_GIVEN TEXT_:
===============
That final ascent is such an AWFUL beast. I poured more water over my head, trying to catch the droplets in my mouth. I needed electrolytes, so I grabbed Gatorade too. We ran through a fire hydrant that had been turned into a sprinkler. “This is the last hill, you got this!” cheered onlookers. Almost. There.
I have loved, and will always love, that moment when I can hear the announcers, the music, and see the crowds of people getting thicker as I approach the final leg of the course. There it was, the golden archway, the finish line. I took a deep breath and gave it everything I had, sprinting to the end. I heard my boyfriend scream, “Go Kara!” and I pushed harder. I couldn’t even feel what my body was doing. As soon as I crossed, I slowed to a walk and turned for Haley. When I was able to reach her, we collapsed into a hug and I couldn’t hold back my emotions anymore. I thanked her profusely, because I wasn’t sure if I could have done it alone. I put a hand to my chest and felt my scar. I overcame so much more than 13.1 miles. And I was damn proud of this fight.
It wasn’t until I made it through the crowds and reunited with JJ that I found out my pace. I came in at 9:47/mile- I still made my goal of under a 10 minute pace!
Was it much slower than last year? Yes. Did I want to stop? Absolutely. Did I (maybe) cry? Yep.
But am I going home with a sense of accomplishment in my heart and a medal around my neck? You bet.
Whatever it is you want so fiercely, believe you are capable. Even if you’re the only one who believes it. Especially if you are the only one who believes it.
NEVER let anything hold you back. And remember, not all scars are visible. We’re all fighting something, and we’re not alone in it.
===============
_INSTRUCTIONS_:
- 1) In the race account, what pace per mile did the runner finish with?
- 2) Reproduce verbatim the part of the race account starting at "It wasn’t until" and ending at "are the only one who believes it.".

_DATA BLOCK_:
===============
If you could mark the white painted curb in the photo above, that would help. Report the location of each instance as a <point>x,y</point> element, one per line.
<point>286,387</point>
===============
_ANSWERS FOR EACH ITEM_:
- 1) 9:47 per mile.

- 2)
It wasn’t until I made it through the crowds and reunited with JJ that I found out my pace. I came in at 9:47/mile- I still made my goal of under a 10 minute pace!
Was it much slower than last year? Yes. Did I want to stop? Absolutely. Did I (maybe) cry? Yep.
But am I going home with a sense of accomplishment in my heart and a medal around my neck? You bet.
Whatever it is you want so fiercely, believe you are capable. Even if you’re the only one who believes it. Especially if you are the only one who believes it.